• **EXERCISES**
**A.** For each statement below, say whether it agrees with the passage on Walgreens' hospital pharmacy services. Answer yes or no and quote the deciding words from the passage: (i) Medicare started its readmission penalty initiative on Oct. 1. (ii) The effort aims to reduce hospital readmissions within 60 days. (iii) The Medicare penalties are based on readmission rates for heart failure, heart attack and stroke patients.
**B.** List every patient condition named in the passage on Walgreens' hospital pharmacy services whose 30-day readmission rates the Medicare initiative uses to penalize hospitals.
**C.** Please write the next part of the passage on Walgreens' hospital pharmacy services, starting after its last sentence.

• **EXTRACT PROVIDED**
──────────

The effort will seek to reduce hospital readmissions within 30 days, he said, and payments to the drug store chain for the new medication management service could be tied to a drop in readmissions. Walgreens is in talks with hospitals for contracts that could give the pharmacy giant a share of what hospitals save by avoiding Medicare penalties tied to higher 30-day readmission rates, he said. Medicare on Oct. 1 launched an initiative to penalize hospitals based on heart failure, heart attack and pneumonia patients' 30-day readmission rates.
Other contracts pay Walgreens on a fee-for-service basis for pharmaceutical management, he said. The services include reconciling drugs for patients when they arrive and before they leave the hospital; drug delivery at the hospital; and scheduled telephone calls and pharmacy support once patients leave the hospital, the company said.

──────────

• **INFORMATION**
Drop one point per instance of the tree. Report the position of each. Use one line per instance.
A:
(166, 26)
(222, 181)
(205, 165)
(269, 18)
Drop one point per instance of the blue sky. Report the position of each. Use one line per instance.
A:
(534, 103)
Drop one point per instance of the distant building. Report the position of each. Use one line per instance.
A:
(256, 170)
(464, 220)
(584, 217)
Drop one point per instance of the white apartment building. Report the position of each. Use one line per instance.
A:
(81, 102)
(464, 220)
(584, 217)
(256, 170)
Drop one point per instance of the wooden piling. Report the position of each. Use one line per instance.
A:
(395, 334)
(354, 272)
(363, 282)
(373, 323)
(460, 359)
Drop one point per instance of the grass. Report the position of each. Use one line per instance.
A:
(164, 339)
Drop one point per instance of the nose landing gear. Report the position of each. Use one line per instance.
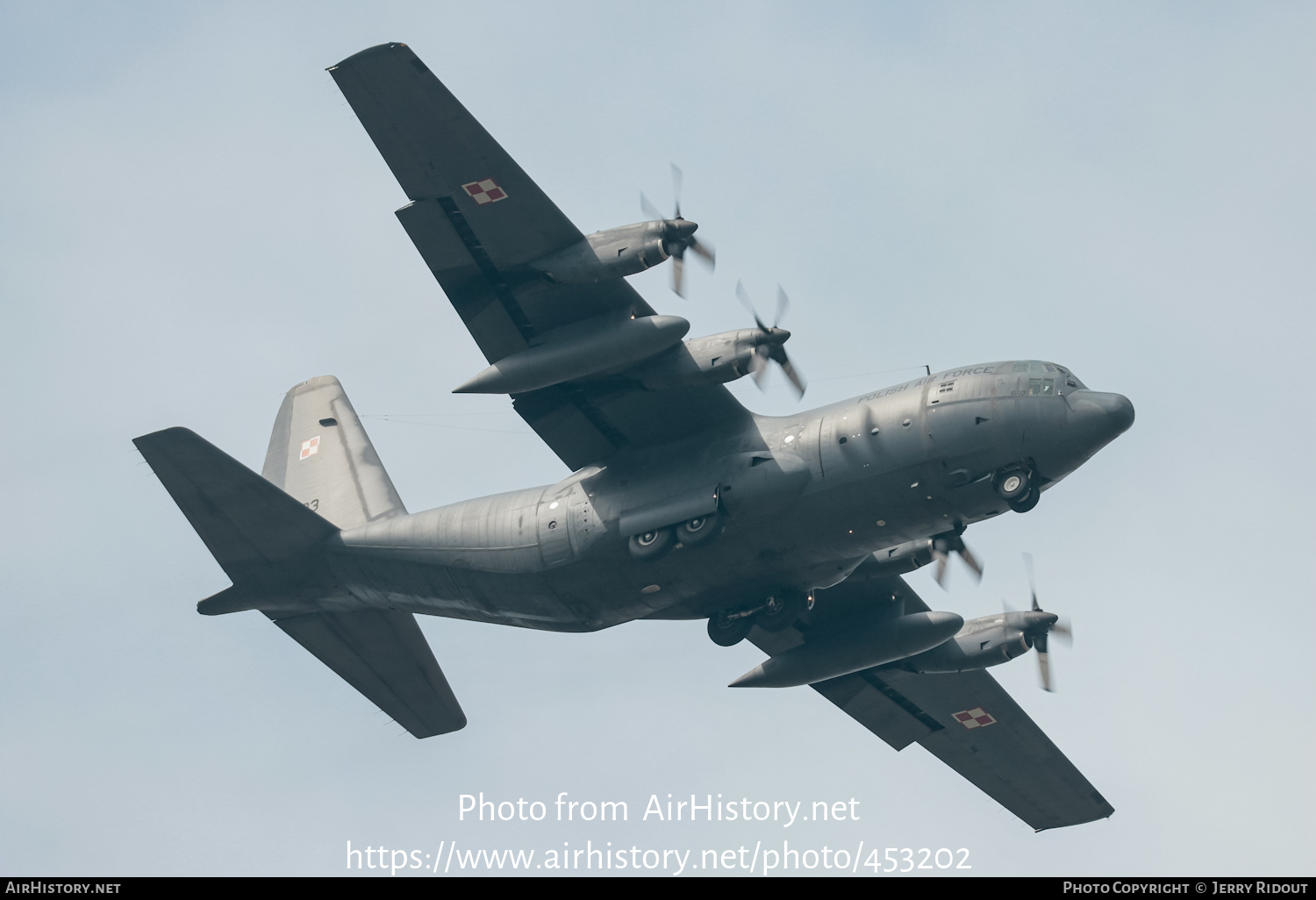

──────────

• **RESULTS BY TASK**
**A.**
(i) Yes: "Medicare on Oct. 1 launched an initiative to penalize hospitals"
(ii) No: "The effort will seek to reduce hospital readmissions within 30 days"
(iii) No: "based on heart failure, heart attack and pneumonia patients' 30-day readmission rates"

**B.**
- heart failure
- heart attack
- pneumonia

**C.**
Participating hospitals include Sarasota (Fla.) Memorial Health Care System, Washington Adventist Hospital in Takoma Park, Md., and Marion (Ind.) General Hospital.
It's the not the first time the drug store chain has reached a care-management agreement with a provider. In June 2011, the company and Northwestern Memorial Physicians Group said they would target pharmacy counseling and intervention to Walgreens and Northwestern Memorial Hospital employees with hypertension, diabetes, asthma and high cholesterol who were patients of NMPG.
Walgreens declined to comment on estimated annual revenue from its new hospital pharmacy case-management contracts.